WHAT YOU NEED TO DO ▸ Pick out every line in the records below that contains the string "positive", and copy each one.

DATA RECORDS ▸
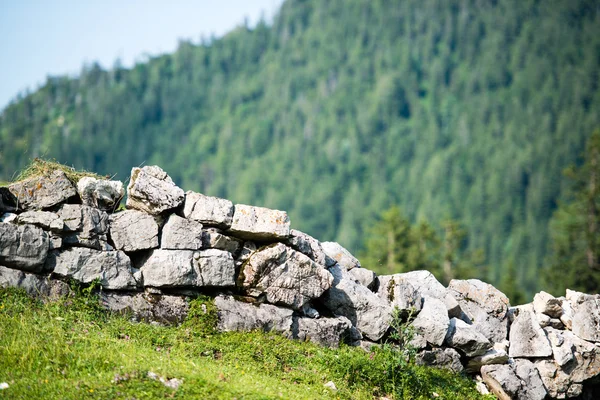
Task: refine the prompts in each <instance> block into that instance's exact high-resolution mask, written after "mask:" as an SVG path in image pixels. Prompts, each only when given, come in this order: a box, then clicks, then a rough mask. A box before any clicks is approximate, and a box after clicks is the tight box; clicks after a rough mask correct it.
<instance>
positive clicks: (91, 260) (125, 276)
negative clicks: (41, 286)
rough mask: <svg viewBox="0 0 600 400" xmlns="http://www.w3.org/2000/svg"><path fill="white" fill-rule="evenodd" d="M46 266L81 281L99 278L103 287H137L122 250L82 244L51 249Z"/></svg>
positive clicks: (56, 274) (58, 272) (129, 262)
mask: <svg viewBox="0 0 600 400" xmlns="http://www.w3.org/2000/svg"><path fill="white" fill-rule="evenodd" d="M46 269H48V270H51V271H53V273H54V274H56V275H59V276H62V277H65V278H72V279H75V280H76V281H79V282H82V283H91V282H92V281H94V280H95V279H99V280H100V284H101V285H102V287H103V288H104V289H115V290H119V289H121V290H123V289H135V288H136V286H137V283H136V281H135V279H134V278H133V275H132V271H131V261H130V260H129V257H127V255H126V254H125V253H123V252H122V251H97V250H93V249H88V248H83V247H73V248H71V249H67V250H64V251H53V252H51V253H50V255H49V256H48V260H46Z"/></svg>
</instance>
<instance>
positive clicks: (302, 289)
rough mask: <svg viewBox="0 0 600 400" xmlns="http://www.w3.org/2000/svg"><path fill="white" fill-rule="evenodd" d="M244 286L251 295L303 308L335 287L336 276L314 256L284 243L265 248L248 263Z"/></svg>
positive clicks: (248, 260) (268, 301) (286, 304)
mask: <svg viewBox="0 0 600 400" xmlns="http://www.w3.org/2000/svg"><path fill="white" fill-rule="evenodd" d="M241 274H242V286H243V288H244V289H245V290H246V292H247V293H248V294H249V295H251V296H260V295H262V294H264V295H266V299H267V302H269V303H272V304H281V305H285V306H288V307H291V308H293V309H296V310H299V309H301V308H302V307H303V306H304V305H305V304H307V303H308V302H309V301H311V300H312V299H316V298H318V297H320V296H321V295H322V294H323V293H324V292H325V291H326V290H327V289H329V288H330V287H331V284H332V282H333V277H332V276H331V274H330V273H329V271H327V270H326V269H325V268H323V267H322V266H320V265H318V264H317V263H315V262H314V261H312V260H311V259H310V258H308V257H307V256H305V255H304V254H302V253H299V252H297V251H295V250H293V249H291V248H289V247H287V246H285V245H283V244H281V243H277V244H274V245H271V246H267V247H264V248H262V249H261V250H259V251H257V252H255V253H253V254H252V255H251V256H250V258H249V259H248V260H247V261H246V262H245V263H244V267H243V270H242V273H241Z"/></svg>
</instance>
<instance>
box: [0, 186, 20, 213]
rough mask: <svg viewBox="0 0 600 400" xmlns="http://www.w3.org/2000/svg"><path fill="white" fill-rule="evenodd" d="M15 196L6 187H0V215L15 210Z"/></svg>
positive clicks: (11, 211) (15, 207) (16, 204)
mask: <svg viewBox="0 0 600 400" xmlns="http://www.w3.org/2000/svg"><path fill="white" fill-rule="evenodd" d="M17 208H18V207H17V197H16V196H15V195H14V194H12V193H11V191H10V190H9V189H8V187H5V186H3V187H0V215H2V214H4V213H14V212H16V211H17Z"/></svg>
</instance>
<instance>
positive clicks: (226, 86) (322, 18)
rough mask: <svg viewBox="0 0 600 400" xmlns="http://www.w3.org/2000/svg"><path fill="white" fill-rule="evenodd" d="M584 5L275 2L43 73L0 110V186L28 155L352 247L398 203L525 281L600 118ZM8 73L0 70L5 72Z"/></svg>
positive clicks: (594, 51)
mask: <svg viewBox="0 0 600 400" xmlns="http://www.w3.org/2000/svg"><path fill="white" fill-rule="evenodd" d="M599 8H600V6H599V3H598V2H596V1H591V0H590V1H585V0H577V1H575V0H562V1H550V2H548V1H533V0H503V1H496V0H463V1H458V0H452V1H440V0H407V1H397V2H388V1H383V0H327V1H324V0H323V1H316V0H315V1H312V0H306V1H300V0H288V1H286V2H285V3H284V4H283V6H282V8H281V10H280V12H279V14H278V16H277V17H276V18H275V21H274V22H273V25H272V26H271V25H267V24H259V25H258V26H256V27H255V28H252V29H249V28H248V27H240V28H238V29H236V30H234V31H232V32H230V33H229V34H228V35H226V36H225V37H224V38H221V39H215V40H210V41H204V42H203V43H201V44H193V43H188V42H182V43H181V44H180V46H179V48H178V50H177V51H176V52H175V53H174V54H170V55H164V56H160V57H156V58H152V59H150V60H148V61H147V62H144V63H139V64H137V65H136V66H135V67H134V68H132V69H124V68H122V67H119V66H118V65H116V66H115V67H114V68H113V69H111V70H109V71H104V70H102V69H100V68H99V67H98V66H88V67H86V68H84V69H83V70H82V72H81V75H80V76H79V77H78V78H76V79H72V78H67V77H52V78H49V79H48V81H47V82H46V84H45V85H44V86H43V87H42V88H40V89H39V90H37V91H36V92H34V93H32V94H28V95H24V96H21V97H20V98H18V99H17V100H15V101H14V102H13V103H12V104H11V105H10V106H8V107H7V108H6V109H5V110H4V111H3V113H2V116H1V119H0V179H9V178H10V177H11V174H12V173H13V171H15V170H17V169H18V168H20V167H22V166H24V165H25V164H26V163H27V162H28V160H29V159H30V158H32V157H34V156H38V155H45V156H47V157H54V158H56V159H57V160H59V161H61V162H64V163H68V164H73V165H74V166H76V167H78V168H86V169H89V170H93V171H96V172H99V173H103V174H112V173H114V172H118V175H117V178H118V179H122V180H124V179H126V178H127V177H128V175H129V171H130V168H131V166H132V165H138V164H142V163H145V164H155V163H157V164H159V165H161V166H162V167H163V168H164V169H165V170H166V171H168V173H169V174H170V175H171V176H173V178H174V179H175V181H176V182H177V183H178V184H180V185H181V186H184V187H188V188H195V189H196V190H199V191H201V192H203V193H206V194H210V195H217V196H223V197H227V198H230V199H232V200H234V201H236V202H241V203H248V204H259V205H264V206H268V207H274V208H279V209H284V210H288V212H289V214H290V217H291V220H292V223H293V224H294V226H295V227H297V228H298V229H301V230H304V231H306V232H308V233H311V234H313V235H315V236H317V237H318V238H319V239H321V240H327V239H333V240H337V241H339V242H340V243H342V244H343V245H345V246H346V247H348V248H349V249H350V250H351V251H357V250H358V249H359V248H360V246H361V245H362V243H363V239H364V235H363V233H364V231H365V228H366V227H368V226H370V225H372V224H373V221H374V220H375V218H376V217H377V215H378V214H379V213H380V212H381V211H382V210H384V209H386V208H388V207H390V206H391V205H394V204H398V205H400V206H401V208H402V210H403V211H404V212H405V213H406V214H407V215H409V216H410V217H411V218H412V219H414V220H415V221H417V220H420V219H426V220H428V221H430V222H431V223H433V224H434V225H438V224H440V223H441V222H442V221H443V220H445V219H447V218H455V219H458V220H460V221H461V222H462V223H463V224H464V226H465V227H466V228H467V229H468V230H469V236H468V243H467V244H466V246H467V247H468V248H470V249H475V248H483V249H484V250H485V252H486V254H487V258H488V263H489V264H490V265H491V266H493V267H494V268H492V270H491V271H492V272H491V275H490V276H488V277H487V278H488V279H490V280H491V281H492V282H497V281H498V279H499V277H500V275H501V271H502V268H503V267H504V266H506V265H508V264H510V263H513V264H514V265H516V267H517V271H519V274H520V278H522V279H523V280H524V282H525V285H526V287H527V288H528V289H529V290H533V289H535V288H536V285H537V272H538V269H539V267H540V266H541V263H542V260H543V257H544V255H545V252H546V250H547V240H548V220H549V218H550V216H551V214H552V211H553V209H554V208H555V207H556V204H557V201H558V200H559V199H560V197H561V193H562V191H563V188H564V186H565V183H564V178H563V177H562V174H561V171H562V170H563V169H564V168H565V167H566V166H567V165H569V164H570V163H573V162H578V158H579V156H580V153H581V152H582V150H583V146H584V143H585V140H586V138H587V137H588V136H589V135H590V134H591V132H592V131H593V130H594V128H597V127H598V126H600V112H599V110H600V90H599V81H600V77H599V74H600V12H599V11H600V9H599ZM5 79H10V77H5Z"/></svg>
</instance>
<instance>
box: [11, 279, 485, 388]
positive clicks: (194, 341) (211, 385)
mask: <svg viewBox="0 0 600 400" xmlns="http://www.w3.org/2000/svg"><path fill="white" fill-rule="evenodd" d="M200 303H201V300H197V301H195V302H194V303H193V305H192V312H191V313H190V317H189V318H188V320H187V321H186V322H185V323H184V324H182V325H181V326H178V327H161V326H152V325H150V324H145V323H133V322H131V321H129V320H128V319H127V318H126V317H123V316H117V315H108V314H106V313H104V312H103V311H101V310H100V309H99V308H98V306H97V301H96V300H95V299H94V298H93V297H89V296H87V297H86V296H83V295H80V296H78V297H76V298H73V299H67V300H60V301H57V302H52V303H46V304H42V303H40V302H37V301H35V300H32V299H30V298H28V297H27V296H26V295H24V294H23V293H21V292H19V291H15V290H12V289H0V382H7V383H8V384H9V388H8V389H6V390H2V391H0V398H7V399H31V398H44V399H58V398H60V399H83V398H90V399H91V398H93V399H97V398H110V399H133V398H136V399H155V398H165V397H166V398H188V399H198V398H202V399H232V398H238V399H271V398H286V399H313V398H314V399H316V398H323V399H329V398H340V399H350V398H351V399H367V398H374V397H376V398H377V397H379V396H383V395H388V396H391V398H431V397H432V396H435V395H434V394H433V393H434V392H435V393H437V394H439V395H440V396H439V397H438V398H440V399H477V398H480V397H481V396H480V395H479V394H478V393H477V392H476V391H475V389H474V387H473V384H472V382H471V381H470V380H468V379H467V378H464V377H462V376H460V375H454V374H450V373H447V372H445V371H441V370H437V369H432V368H424V367H416V366H414V365H412V364H410V365H405V366H404V367H403V368H399V367H398V362H397V360H398V358H397V354H394V353H393V352H392V351H390V350H389V349H382V350H376V351H374V352H372V353H367V352H364V351H363V350H361V349H357V348H350V347H342V348H340V349H338V350H332V349H326V348H321V347H318V346H315V345H312V344H310V343H300V342H296V341H290V340H288V339H285V338H283V337H281V336H279V335H275V334H267V333H262V332H253V333H221V334H219V333H215V332H214V331H213V330H212V329H211V328H210V327H211V326H213V325H214V320H215V313H214V309H212V311H211V312H209V313H208V314H204V313H202V312H199V311H195V310H199V309H200ZM206 304H208V307H209V310H210V309H211V307H212V306H211V304H210V303H206ZM149 371H152V372H154V373H156V374H158V375H160V376H164V377H166V378H173V377H175V378H179V379H183V384H182V385H181V386H180V387H179V389H177V390H173V389H170V388H167V387H165V386H163V385H162V384H161V383H159V382H157V381H155V380H152V379H150V378H148V377H147V374H148V372H149ZM329 380H332V381H334V382H335V384H336V385H337V387H338V388H339V390H338V391H337V392H332V391H330V390H329V389H325V388H324V387H323V384H324V383H325V382H327V381H329ZM394 392H395V394H394Z"/></svg>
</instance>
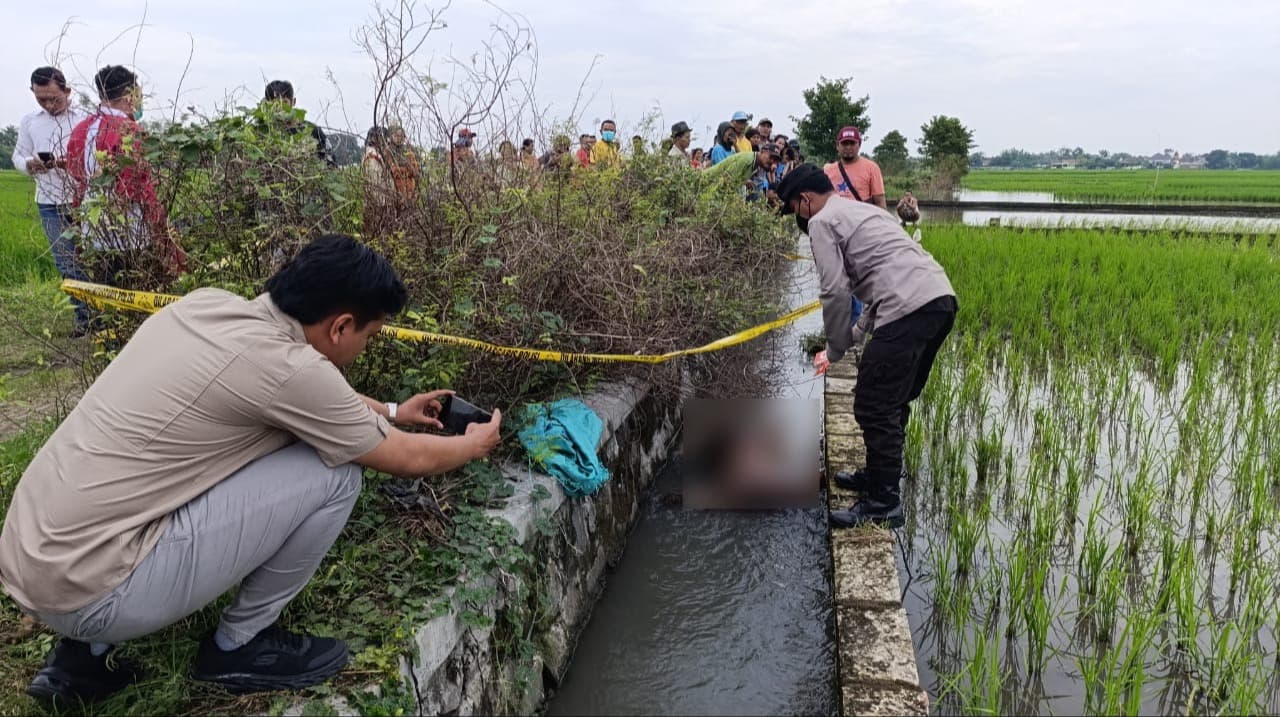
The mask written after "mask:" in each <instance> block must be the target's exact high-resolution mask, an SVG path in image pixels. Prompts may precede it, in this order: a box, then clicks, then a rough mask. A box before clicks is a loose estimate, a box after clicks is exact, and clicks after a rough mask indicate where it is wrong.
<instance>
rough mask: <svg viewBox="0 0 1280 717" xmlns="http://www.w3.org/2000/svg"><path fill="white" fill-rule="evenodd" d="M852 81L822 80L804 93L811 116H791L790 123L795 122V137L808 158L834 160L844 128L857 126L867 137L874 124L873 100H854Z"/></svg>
mask: <svg viewBox="0 0 1280 717" xmlns="http://www.w3.org/2000/svg"><path fill="white" fill-rule="evenodd" d="M852 81H854V78H851V77H845V78H836V79H827V78H826V77H819V78H818V85H815V86H814V87H810V88H809V90H805V91H804V104H805V105H808V108H809V114H806V115H804V117H800V118H797V117H792V118H791V120H792V122H795V123H796V137H797V138H799V140H800V151H803V152H804V154H805V156H808V157H810V159H814V160H818V161H835V160H836V156H837V155H836V134H837V133H838V132H840V128H841V127H847V125H852V127H856V128H859V129H860V131H861V132H863V134H864V136H865V134H867V131H868V129H870V127H872V123H870V119H868V117H867V105H868V102H869V100H870V97H869V96H867V95H863V96H861V99H858V100H854V99H852V97H851V96H850V95H849V83H850V82H852Z"/></svg>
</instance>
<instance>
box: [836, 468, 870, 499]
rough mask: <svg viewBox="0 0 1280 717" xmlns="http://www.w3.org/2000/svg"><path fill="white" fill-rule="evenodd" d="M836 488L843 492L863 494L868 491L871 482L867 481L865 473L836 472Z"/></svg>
mask: <svg viewBox="0 0 1280 717" xmlns="http://www.w3.org/2000/svg"><path fill="white" fill-rule="evenodd" d="M836 487H837V488H844V489H845V490H852V492H854V493H865V492H867V490H868V489H870V487H872V481H870V480H868V479H867V472H865V471H860V470H856V471H854V472H849V471H838V472H837V474H836Z"/></svg>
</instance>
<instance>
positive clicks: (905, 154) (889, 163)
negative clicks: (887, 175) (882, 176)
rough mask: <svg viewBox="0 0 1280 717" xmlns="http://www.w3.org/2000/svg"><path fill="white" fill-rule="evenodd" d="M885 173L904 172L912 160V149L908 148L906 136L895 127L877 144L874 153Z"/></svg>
mask: <svg viewBox="0 0 1280 717" xmlns="http://www.w3.org/2000/svg"><path fill="white" fill-rule="evenodd" d="M872 157H873V159H874V160H876V164H878V165H881V170H882V172H883V173H884V174H902V173H904V172H906V168H908V164H909V163H910V161H911V150H909V149H906V136H905V134H902V133H901V132H899V131H897V129H893V131H892V132H890V133H888V134H886V136H884V138H883V140H881V142H879V145H876V154H874V155H872Z"/></svg>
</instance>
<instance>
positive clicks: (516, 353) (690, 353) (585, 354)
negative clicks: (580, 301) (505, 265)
mask: <svg viewBox="0 0 1280 717" xmlns="http://www.w3.org/2000/svg"><path fill="white" fill-rule="evenodd" d="M61 288H63V292H65V293H68V294H70V296H73V297H76V298H78V300H81V301H84V302H87V303H91V305H93V306H97V307H100V309H108V307H109V309H123V310H127V311H145V312H147V314H155V312H156V311H159V310H161V309H164V307H165V306H168V305H170V303H173V302H175V301H178V300H179V298H182V297H179V296H174V294H168V293H152V292H140V291H128V289H118V288H115V287H106V286H102V284H91V283H88V282H76V280H72V279H65V280H64V282H63V286H61ZM819 306H820V303H819V302H817V301H814V302H813V303H806V305H805V306H801V307H800V309H796V310H795V311H790V312H787V314H783V315H782V316H778V318H777V319H774V320H772V321H769V323H767V324H760V325H758V326H751V328H750V329H746V330H744V332H739V333H736V334H733V335H727V337H724V338H721V339H717V341H713V342H710V343H708V344H704V346H699V347H696V348H682V350H680V351H671V352H668V353H655V355H641V353H635V355H631V353H566V352H563V351H545V350H541V348H517V347H512V346H495V344H493V343H488V342H484V341H477V339H474V338H462V337H454V335H448V334H435V333H430V332H420V330H417V329H406V328H403V326H392V325H385V326H383V330H381V333H383V335H387V337H390V338H398V339H402V341H412V342H419V343H444V344H449V346H463V347H467V348H475V350H477V351H484V352H486V353H497V355H499V356H512V357H518V359H534V360H538V361H557V362H562V364H573V362H582V364H666V362H667V361H671V360H673V359H680V357H681V356H692V355H695V353H710V352H713V351H721V350H724V348H730V347H731V346H737V344H740V343H746V342H749V341H751V339H754V338H758V337H759V335H762V334H765V333H768V332H772V330H773V329H778V328H782V326H785V325H787V324H791V323H792V321H795V320H797V319H800V318H801V316H805V315H808V314H813V312H814V311H817V310H818V307H819Z"/></svg>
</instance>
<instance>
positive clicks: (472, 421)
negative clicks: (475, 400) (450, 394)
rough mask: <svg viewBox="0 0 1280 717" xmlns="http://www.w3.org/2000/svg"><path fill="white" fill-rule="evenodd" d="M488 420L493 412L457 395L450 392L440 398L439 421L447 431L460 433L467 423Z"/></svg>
mask: <svg viewBox="0 0 1280 717" xmlns="http://www.w3.org/2000/svg"><path fill="white" fill-rule="evenodd" d="M490 420H493V414H490V412H489V411H485V410H483V408H480V407H479V406H475V405H474V403H470V402H467V401H466V399H463V398H461V397H458V396H452V394H451V396H445V397H444V398H442V399H440V423H442V424H444V430H447V431H449V433H453V434H457V435H462V434H463V433H466V431H467V424H486V423H489V421H490Z"/></svg>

TASK OUTPUT ▸
positive clicks: (91, 260) (125, 276)
positive clicks: (56, 274) (58, 272) (129, 262)
positive clicks: (302, 289)
positive clicks: (248, 260) (268, 301) (286, 304)
positive clicks: (11, 211) (15, 207) (16, 204)
positive clicks: (226, 86) (322, 18)
positive clicks: (594, 51)
positive clicks: (194, 341) (211, 385)
positive clicks: (905, 154) (889, 163)
positive clicks: (516, 353) (690, 353) (585, 354)
positive clicks: (472, 421)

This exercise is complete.